Request A -
Revise the People v. Wah case header by rewriting the section from "People v. Wah, 8503" up to and including "v. John Hop WAH, Defendant–Appellant.", replacing "Respondent" with "Appellee" each time it appears.
Request B -
In the People v. Wah case header, which attorney of counsel appeared for the respondent?

Text passage -
_____
People v. Wah, 8503

CourtNew York Supreme Court Appellate Division
Citation171 A.D.3d 574,99 N.Y.S.3d 19
Docket Number8503,Ind. 1083/12
Parties The PEOPLE of the State of New York, Respondent, v. John Hop WAH, Defendant–Appellant.
Decision Date23 April 2019

171 A.D.3d 574
99 N.Y.S.3d 19

The PEOPLE of the State of New York, Respondent,
v.
John Hop WAH, Defendant–Appellant.

8503
Ind. 1083/12

Supreme Court, Appellate Division, First Department, New York.

ENTERED: APRIL 23, 2019


99 N.Y.S.3d 20

Justine M. Luongo, The Legal Aid Society, New York (Tomoeh Murakami Tse of counsel), for appellant.

Cyrus R. Vance, Jr., District Attorney, New York (Patricia Curran of counsel), for respondent.

Sweeny, J.P., Manzanet–Daniels, Webber, Oing, Singh, JJ.
_____
Given entries -
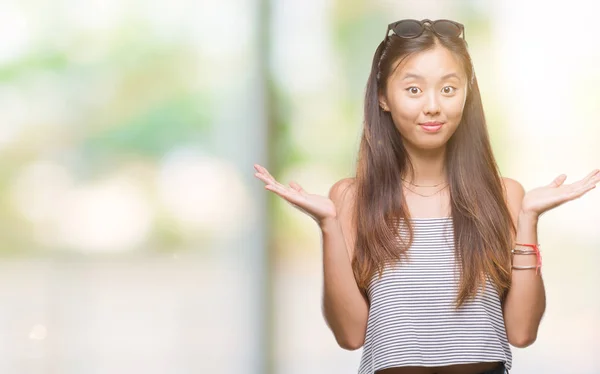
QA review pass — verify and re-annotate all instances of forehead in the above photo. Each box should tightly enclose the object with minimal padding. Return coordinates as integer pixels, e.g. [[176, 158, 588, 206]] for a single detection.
[[392, 44, 465, 79]]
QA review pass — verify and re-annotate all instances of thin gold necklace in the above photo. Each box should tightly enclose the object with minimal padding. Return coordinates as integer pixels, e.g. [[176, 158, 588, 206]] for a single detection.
[[406, 184, 449, 197], [401, 178, 446, 187]]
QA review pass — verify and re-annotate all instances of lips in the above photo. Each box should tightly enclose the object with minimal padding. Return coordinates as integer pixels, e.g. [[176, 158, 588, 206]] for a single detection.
[[419, 121, 444, 132]]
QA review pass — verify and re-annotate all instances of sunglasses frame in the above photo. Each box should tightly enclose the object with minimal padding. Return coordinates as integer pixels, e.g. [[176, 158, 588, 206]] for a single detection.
[[384, 19, 466, 41]]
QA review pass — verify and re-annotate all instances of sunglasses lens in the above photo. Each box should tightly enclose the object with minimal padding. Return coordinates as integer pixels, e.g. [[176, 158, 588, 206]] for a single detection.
[[433, 21, 460, 37], [394, 20, 423, 38]]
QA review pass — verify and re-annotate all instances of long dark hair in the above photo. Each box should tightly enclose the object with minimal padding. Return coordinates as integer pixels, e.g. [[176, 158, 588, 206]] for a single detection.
[[352, 25, 516, 308]]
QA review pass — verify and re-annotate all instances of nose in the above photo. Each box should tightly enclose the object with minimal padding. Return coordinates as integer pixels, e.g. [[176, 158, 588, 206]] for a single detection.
[[423, 91, 440, 116]]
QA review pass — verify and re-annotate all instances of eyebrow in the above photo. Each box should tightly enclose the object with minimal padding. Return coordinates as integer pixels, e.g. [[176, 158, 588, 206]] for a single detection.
[[402, 73, 460, 80]]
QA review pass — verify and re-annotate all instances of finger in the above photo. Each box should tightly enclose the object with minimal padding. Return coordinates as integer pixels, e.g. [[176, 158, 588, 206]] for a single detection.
[[569, 184, 596, 200], [255, 164, 285, 189], [290, 181, 306, 195], [582, 169, 600, 183], [550, 174, 567, 187], [265, 184, 301, 205]]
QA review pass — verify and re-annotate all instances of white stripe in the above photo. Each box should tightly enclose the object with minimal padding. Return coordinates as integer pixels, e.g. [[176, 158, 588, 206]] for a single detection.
[[358, 217, 512, 374]]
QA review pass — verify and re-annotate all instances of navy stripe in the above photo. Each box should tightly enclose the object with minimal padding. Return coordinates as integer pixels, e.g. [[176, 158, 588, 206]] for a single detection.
[[358, 217, 512, 374]]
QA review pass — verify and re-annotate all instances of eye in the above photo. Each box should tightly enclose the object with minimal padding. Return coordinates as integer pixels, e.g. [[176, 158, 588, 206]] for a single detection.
[[406, 86, 421, 95], [442, 86, 456, 94]]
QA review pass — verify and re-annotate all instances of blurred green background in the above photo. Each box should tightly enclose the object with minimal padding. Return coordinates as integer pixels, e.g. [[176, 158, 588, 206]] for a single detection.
[[0, 0, 600, 374]]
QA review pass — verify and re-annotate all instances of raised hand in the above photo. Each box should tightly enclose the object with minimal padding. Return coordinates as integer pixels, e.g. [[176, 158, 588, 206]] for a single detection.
[[521, 169, 600, 216], [254, 164, 336, 223]]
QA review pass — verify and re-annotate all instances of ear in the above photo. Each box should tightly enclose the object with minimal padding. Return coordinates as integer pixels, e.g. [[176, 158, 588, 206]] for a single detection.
[[379, 94, 390, 112]]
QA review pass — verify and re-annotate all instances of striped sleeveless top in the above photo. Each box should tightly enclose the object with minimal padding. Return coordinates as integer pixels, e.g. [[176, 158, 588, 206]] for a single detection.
[[358, 217, 512, 374]]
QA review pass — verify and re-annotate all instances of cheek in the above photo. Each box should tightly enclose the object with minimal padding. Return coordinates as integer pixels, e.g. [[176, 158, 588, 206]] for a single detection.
[[392, 95, 423, 119], [442, 97, 464, 120]]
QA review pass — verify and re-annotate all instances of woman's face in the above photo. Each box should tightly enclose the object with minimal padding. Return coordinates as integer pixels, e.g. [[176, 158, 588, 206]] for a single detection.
[[379, 44, 467, 150]]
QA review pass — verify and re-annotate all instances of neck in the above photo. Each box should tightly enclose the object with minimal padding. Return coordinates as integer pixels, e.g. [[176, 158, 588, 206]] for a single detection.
[[402, 143, 447, 185]]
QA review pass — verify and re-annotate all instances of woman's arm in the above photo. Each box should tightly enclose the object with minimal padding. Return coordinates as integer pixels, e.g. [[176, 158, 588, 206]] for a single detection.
[[504, 178, 546, 348], [319, 179, 369, 350], [503, 169, 600, 347]]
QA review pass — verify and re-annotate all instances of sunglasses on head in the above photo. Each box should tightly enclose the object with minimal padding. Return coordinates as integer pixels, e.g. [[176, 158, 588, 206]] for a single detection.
_____
Result A -
People v. Wah, 8503

CourtNew York Supreme Court Appellate Division
Citation171 A.D.3d 574,99 N.Y.S.3d 19
Docket Number8503,Ind. 1083/12
Parties The PEOPLE of the State of New York, Appellee, v. John Hop WAH, Defendant–Appellant.

Result B -
Patricia Curran